--- DATASET EXTRACT ---

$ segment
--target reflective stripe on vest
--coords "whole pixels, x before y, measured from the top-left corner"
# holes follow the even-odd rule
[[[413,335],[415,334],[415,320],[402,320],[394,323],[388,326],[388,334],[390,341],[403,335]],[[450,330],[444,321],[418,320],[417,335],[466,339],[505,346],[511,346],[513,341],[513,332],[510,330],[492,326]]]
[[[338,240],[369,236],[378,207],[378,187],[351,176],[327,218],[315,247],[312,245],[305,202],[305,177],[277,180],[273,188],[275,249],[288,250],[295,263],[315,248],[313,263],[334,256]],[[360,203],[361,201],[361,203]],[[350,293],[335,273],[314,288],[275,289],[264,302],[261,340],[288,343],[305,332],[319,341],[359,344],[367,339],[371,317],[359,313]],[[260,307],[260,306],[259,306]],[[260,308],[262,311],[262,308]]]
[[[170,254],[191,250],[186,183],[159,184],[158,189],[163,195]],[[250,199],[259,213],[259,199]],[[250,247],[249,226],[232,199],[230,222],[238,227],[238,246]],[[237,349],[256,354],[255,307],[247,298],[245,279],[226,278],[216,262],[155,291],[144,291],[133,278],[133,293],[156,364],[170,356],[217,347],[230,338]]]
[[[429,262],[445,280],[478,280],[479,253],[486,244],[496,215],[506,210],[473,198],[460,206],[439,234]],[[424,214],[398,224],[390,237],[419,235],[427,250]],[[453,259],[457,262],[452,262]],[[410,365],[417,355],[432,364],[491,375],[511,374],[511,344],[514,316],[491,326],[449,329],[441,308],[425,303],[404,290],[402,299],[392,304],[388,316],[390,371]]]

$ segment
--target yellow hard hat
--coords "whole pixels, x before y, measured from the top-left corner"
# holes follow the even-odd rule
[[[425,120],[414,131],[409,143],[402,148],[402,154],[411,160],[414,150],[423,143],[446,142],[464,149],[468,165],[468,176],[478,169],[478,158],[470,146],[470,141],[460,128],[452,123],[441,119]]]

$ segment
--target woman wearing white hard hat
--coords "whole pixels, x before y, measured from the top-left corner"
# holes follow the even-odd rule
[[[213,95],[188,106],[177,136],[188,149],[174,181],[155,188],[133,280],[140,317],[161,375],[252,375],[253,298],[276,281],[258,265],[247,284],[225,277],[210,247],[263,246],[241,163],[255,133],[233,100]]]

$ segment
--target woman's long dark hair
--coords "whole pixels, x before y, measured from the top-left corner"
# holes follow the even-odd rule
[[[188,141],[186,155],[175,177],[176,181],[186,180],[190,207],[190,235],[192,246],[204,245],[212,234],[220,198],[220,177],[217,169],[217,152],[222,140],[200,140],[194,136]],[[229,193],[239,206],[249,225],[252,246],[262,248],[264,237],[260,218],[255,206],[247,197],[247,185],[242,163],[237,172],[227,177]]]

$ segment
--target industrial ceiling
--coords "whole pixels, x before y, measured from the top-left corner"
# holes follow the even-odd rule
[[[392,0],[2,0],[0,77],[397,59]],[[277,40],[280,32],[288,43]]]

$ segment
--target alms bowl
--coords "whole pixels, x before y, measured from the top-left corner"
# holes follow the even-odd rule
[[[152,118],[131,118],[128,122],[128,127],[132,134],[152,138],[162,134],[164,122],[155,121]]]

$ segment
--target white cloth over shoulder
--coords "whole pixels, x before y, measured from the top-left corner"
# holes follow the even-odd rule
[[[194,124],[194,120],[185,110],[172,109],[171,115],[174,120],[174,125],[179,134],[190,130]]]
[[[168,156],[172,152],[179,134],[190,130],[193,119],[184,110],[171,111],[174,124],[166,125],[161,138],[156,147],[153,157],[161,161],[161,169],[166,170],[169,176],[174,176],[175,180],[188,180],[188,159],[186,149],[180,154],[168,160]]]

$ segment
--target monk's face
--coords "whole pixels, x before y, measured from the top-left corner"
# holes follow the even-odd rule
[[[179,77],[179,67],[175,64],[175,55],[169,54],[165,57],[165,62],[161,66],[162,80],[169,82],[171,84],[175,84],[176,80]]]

--- AIM OF THE EXERCISE ---
Gather every line of the listing above that contains the string "hard", treating uppercase and lowercase letters as distinct.

--- CORRECT ANSWER ---
--target yellow hard hat
--target woman wearing white hard hat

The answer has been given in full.